(Point annotation records)
****

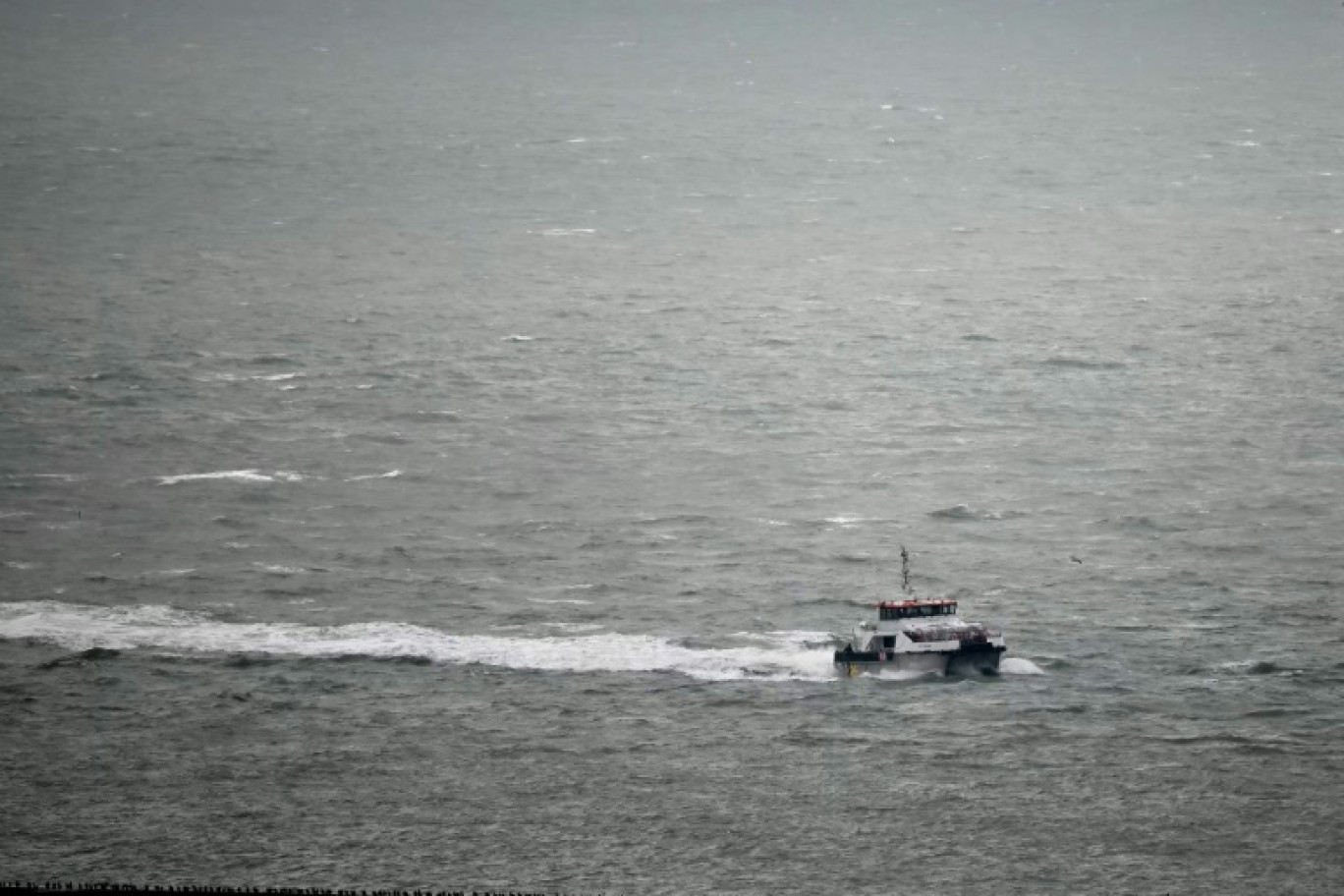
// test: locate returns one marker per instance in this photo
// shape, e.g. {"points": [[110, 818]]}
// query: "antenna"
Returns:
{"points": [[905, 570]]}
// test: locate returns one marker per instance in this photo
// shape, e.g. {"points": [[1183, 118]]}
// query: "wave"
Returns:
{"points": [[1019, 666], [231, 476], [161, 629], [963, 513]]}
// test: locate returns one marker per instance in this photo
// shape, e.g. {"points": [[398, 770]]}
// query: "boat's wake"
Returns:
{"points": [[774, 655], [784, 655]]}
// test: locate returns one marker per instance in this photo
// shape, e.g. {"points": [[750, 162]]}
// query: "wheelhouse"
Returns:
{"points": [[916, 609]]}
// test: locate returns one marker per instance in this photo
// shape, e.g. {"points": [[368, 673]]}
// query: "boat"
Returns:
{"points": [[921, 636]]}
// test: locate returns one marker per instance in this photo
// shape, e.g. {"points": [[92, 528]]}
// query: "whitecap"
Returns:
{"points": [[230, 476], [167, 629], [274, 569]]}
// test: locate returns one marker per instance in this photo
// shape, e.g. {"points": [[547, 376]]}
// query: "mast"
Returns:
{"points": [[905, 571]]}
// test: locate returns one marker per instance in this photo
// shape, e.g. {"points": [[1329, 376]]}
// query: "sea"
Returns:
{"points": [[442, 443]]}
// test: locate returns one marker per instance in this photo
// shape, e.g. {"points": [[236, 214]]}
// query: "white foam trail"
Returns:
{"points": [[165, 629], [231, 476], [1019, 666], [390, 475]]}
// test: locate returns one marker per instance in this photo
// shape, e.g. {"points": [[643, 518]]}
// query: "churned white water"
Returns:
{"points": [[440, 443]]}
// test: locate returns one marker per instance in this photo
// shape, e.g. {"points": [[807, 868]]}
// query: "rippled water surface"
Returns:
{"points": [[440, 443]]}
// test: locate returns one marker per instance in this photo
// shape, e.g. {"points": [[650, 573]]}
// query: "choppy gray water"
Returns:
{"points": [[441, 439]]}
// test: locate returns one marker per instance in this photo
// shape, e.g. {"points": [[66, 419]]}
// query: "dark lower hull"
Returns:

****

* YOUR TASK:
Without the pictures, print the records in full, exactly as they appear.

* COMPLETED EXERCISE:
// test: locate returns one marker per instance in this photo
// shape, e.g. {"points": [[110, 818]]}
// query: "antenna"
Returns:
{"points": [[905, 570]]}
// test: locate returns one marker per instance in this photo
// shape, e.g. {"points": [[1183, 118]]}
// query: "wave"
Returns:
{"points": [[1019, 666], [231, 476], [161, 629], [963, 513]]}
// test: locate returns one marker per instance in this photo
// shape, e.g. {"points": [[398, 770]]}
// query: "boat's wake"
Returns:
{"points": [[774, 655], [784, 655]]}
// test: locate returns one marker per instance in this photo
// shape, e.g. {"points": [[750, 162]]}
// query: "wheelhouse"
Returns:
{"points": [[916, 609]]}
// test: locate returns one marker per instance in this photo
// shape, e.g. {"points": [[368, 673]]}
// query: "boat"
Returns:
{"points": [[921, 636]]}
// test: locate returns one marker per instance in this photo
// shape, e.g. {"points": [[92, 528]]}
// query: "whitecap"
Returns:
{"points": [[230, 476], [167, 629], [274, 569]]}
// test: locate returns one marker per instance in this photo
// shape, e.g. {"points": [[547, 376]]}
// query: "mast"
Returns:
{"points": [[905, 571]]}
// test: locate returns one marker per instance in this photo
// shape, e.g. {"points": [[1329, 376]]}
// query: "sea"
Returns:
{"points": [[442, 443]]}
// test: locate returns one marker per instance in this photo
// shape, e.g. {"points": [[236, 214]]}
// query: "white foam trail"
Returns:
{"points": [[165, 629], [231, 476], [1019, 666], [390, 475]]}
// test: locate returns one marker per instance in this photo
// shape, e.g. {"points": [[643, 518]]}
// query: "churned white water"
Returns:
{"points": [[440, 443]]}
// test: locate returns one marker per instance in this photo
// shape, e.g. {"points": [[807, 868]]}
// query: "rippled water surface"
Returns:
{"points": [[440, 443]]}
// test: locate returns one marker per instance in this photo
// shape, e.g. {"points": [[650, 573]]}
// query: "choppy gray water"
Returns:
{"points": [[441, 439]]}
// test: locate returns one marker per instance in this photo
// shape, e.g. {"points": [[66, 419]]}
// query: "dark lower hull"
Returns:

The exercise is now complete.